### Data provided
────────────────

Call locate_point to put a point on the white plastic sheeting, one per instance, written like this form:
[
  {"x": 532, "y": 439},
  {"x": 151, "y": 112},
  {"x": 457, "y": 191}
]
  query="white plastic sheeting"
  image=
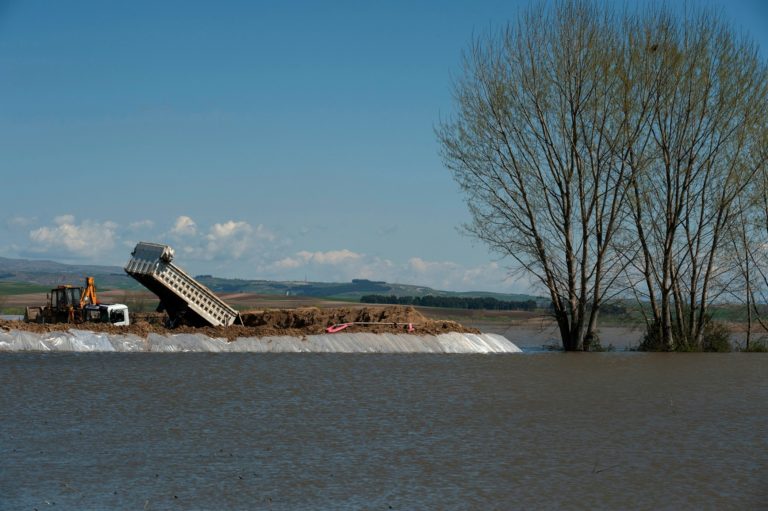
[{"x": 84, "y": 341}]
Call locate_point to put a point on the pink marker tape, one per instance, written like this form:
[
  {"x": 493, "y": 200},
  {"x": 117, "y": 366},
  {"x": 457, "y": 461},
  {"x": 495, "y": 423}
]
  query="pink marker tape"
[{"x": 337, "y": 328}]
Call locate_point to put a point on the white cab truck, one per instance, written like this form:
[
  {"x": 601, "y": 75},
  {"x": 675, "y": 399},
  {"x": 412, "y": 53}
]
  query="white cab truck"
[{"x": 184, "y": 299}]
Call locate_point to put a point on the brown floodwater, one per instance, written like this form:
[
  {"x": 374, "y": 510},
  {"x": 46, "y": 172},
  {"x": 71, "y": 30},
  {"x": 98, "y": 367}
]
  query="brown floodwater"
[{"x": 334, "y": 431}]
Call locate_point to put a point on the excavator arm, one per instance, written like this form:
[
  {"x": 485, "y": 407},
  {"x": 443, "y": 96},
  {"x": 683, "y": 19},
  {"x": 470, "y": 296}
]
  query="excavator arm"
[{"x": 88, "y": 296}]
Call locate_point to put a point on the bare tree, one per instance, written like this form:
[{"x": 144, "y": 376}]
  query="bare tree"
[
  {"x": 708, "y": 116},
  {"x": 593, "y": 146},
  {"x": 539, "y": 148}
]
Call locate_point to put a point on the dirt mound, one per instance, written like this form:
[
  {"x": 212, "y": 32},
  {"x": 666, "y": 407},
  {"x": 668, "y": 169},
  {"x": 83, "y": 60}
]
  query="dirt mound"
[{"x": 294, "y": 322}]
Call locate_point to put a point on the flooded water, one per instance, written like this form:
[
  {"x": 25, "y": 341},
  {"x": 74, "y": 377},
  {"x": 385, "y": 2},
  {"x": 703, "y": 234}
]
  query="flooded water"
[{"x": 329, "y": 431}]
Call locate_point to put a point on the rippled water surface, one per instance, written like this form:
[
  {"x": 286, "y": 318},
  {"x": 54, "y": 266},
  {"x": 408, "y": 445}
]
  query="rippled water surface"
[{"x": 314, "y": 431}]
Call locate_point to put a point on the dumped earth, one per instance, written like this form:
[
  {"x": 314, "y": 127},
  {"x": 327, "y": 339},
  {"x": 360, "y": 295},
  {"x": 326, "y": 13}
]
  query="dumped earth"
[{"x": 291, "y": 322}]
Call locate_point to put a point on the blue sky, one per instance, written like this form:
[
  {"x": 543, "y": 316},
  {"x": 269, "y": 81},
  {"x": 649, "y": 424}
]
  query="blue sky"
[{"x": 275, "y": 140}]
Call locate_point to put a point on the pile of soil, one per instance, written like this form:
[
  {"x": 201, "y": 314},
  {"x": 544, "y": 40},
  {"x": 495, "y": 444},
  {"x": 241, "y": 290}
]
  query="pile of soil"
[{"x": 293, "y": 322}]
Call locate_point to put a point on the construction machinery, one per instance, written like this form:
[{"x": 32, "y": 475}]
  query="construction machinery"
[
  {"x": 185, "y": 300},
  {"x": 75, "y": 304}
]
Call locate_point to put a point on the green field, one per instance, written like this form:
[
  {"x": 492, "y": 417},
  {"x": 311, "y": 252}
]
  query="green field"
[{"x": 21, "y": 288}]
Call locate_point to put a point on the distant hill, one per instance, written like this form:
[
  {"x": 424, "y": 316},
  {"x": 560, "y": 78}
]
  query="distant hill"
[{"x": 51, "y": 273}]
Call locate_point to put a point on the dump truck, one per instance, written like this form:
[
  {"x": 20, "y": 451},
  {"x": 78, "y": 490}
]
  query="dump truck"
[
  {"x": 75, "y": 304},
  {"x": 185, "y": 300}
]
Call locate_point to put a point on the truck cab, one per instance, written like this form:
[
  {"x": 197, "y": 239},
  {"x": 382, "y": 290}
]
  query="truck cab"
[{"x": 115, "y": 313}]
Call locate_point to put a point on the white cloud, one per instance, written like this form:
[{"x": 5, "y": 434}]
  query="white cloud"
[
  {"x": 184, "y": 227},
  {"x": 20, "y": 221},
  {"x": 141, "y": 225},
  {"x": 226, "y": 241},
  {"x": 88, "y": 238},
  {"x": 332, "y": 257}
]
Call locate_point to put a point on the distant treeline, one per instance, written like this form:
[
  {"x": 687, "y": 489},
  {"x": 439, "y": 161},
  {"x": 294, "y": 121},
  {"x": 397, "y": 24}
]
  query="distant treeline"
[{"x": 451, "y": 302}]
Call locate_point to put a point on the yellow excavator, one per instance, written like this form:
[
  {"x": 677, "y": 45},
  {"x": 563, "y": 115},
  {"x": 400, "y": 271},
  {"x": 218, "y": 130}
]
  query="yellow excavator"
[{"x": 75, "y": 304}]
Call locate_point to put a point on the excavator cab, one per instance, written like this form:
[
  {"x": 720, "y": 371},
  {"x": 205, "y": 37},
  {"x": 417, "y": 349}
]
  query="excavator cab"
[
  {"x": 64, "y": 297},
  {"x": 75, "y": 304}
]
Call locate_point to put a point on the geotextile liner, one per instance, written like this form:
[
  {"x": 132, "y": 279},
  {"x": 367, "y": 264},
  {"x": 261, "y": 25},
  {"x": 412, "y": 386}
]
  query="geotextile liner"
[{"x": 275, "y": 322}]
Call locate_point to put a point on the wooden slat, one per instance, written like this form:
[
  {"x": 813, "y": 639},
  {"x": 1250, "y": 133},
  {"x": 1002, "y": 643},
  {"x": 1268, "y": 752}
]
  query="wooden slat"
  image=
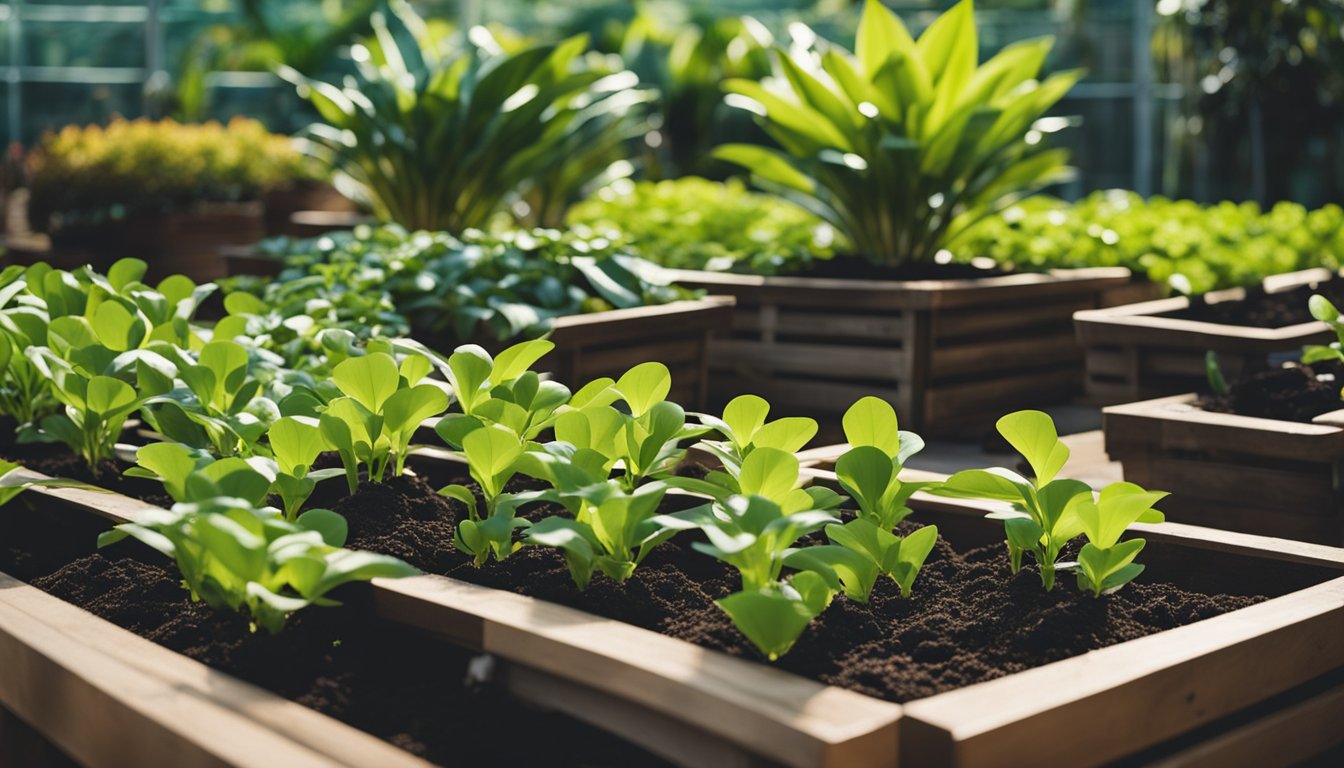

────────────────

### Problem statement
Rewrite the records from the line with "Call locate_point to put a point on the white cloud, one" through the end of the records, both ends included and requests kept, multiplying every coordinate in the answers by 1.2 and rounding to whole numbers with halves going up. Leave the numbers in the requests and their format samples unchanged, and leave the pictures out.

### Answer in full
Call locate_point to put a point on the white cloud, one per instance, written like this form:
[{"x": 5, "y": 434}]
  query="white cloud"
[
  {"x": 221, "y": 272},
  {"x": 24, "y": 265},
  {"x": 169, "y": 270},
  {"x": 271, "y": 289},
  {"x": 106, "y": 286},
  {"x": 398, "y": 308}
]
Call locate_point to put a point on the distant treeline, one per instance, written like this form:
[
  {"x": 687, "y": 489},
  {"x": 439, "y": 161},
  {"x": 294, "y": 121},
  {"x": 397, "y": 24}
]
  query="distant treeline"
[{"x": 541, "y": 362}]
Call locate_point to put a point on the yellow excavator, one per instance, written like this form:
[
  {"x": 677, "y": 45},
  {"x": 563, "y": 115},
  {"x": 400, "y": 271},
  {"x": 218, "y": 130}
]
  query="yellow excavator"
[{"x": 90, "y": 365}]
Call locate_point to put a point on the excavator cab, one per instance, written like this form:
[
  {"x": 720, "y": 371},
  {"x": 205, "y": 37},
  {"x": 417, "y": 349}
]
  query="excavator cab"
[
  {"x": 77, "y": 356},
  {"x": 90, "y": 365}
]
Call locate_point to put a point on the geotextile liner, one per instance, written like this form:
[
  {"x": 132, "y": 279},
  {"x": 367, "y": 264},
  {"x": 261, "y": 25},
  {"x": 412, "y": 386}
]
  query="geotextile liner"
[{"x": 330, "y": 386}]
Call locate_point to put a point on the wooden slat, one per instance, written like this form:
[
  {"x": 813, "y": 639},
  {"x": 1250, "y": 133},
  {"x": 1002, "y": 643},
  {"x": 1268, "y": 752}
]
  query="wooden slat"
  image=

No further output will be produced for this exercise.